Information:
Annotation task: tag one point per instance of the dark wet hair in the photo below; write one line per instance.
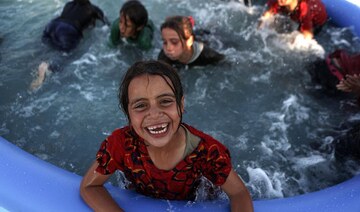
(182, 25)
(152, 68)
(136, 12)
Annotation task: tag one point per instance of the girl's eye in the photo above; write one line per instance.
(166, 102)
(139, 106)
(174, 42)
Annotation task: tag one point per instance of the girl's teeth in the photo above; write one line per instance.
(158, 129)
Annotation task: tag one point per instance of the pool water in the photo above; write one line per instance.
(260, 102)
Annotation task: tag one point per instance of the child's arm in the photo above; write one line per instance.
(94, 193)
(240, 199)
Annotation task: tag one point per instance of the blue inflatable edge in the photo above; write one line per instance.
(344, 13)
(30, 184)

Task prompt:
Start at the line containing "Annotation task: tag one point per instance of the girl's eye" and transcribe through the end of the entries. Please keep both ends and add nothing.

Result for this exercise:
Annotation task: tag one point per instance of the girl's eye in the photo above; write one line per instance.
(166, 102)
(139, 106)
(174, 42)
Annotation task: tag one point per instance of the girl's teeth in the photo above; write one line per instance.
(158, 129)
Annotation task: tag one point per instance of the pool water in the photo above; write one line per instance.
(260, 102)
Annotation task: tag one point per instance of the child's arm in the photo above; write one line per instance.
(94, 193)
(240, 199)
Annotation task: tag one point per instance of the blue inflatable edge in the photo above; write one line per instance.
(344, 13)
(30, 184)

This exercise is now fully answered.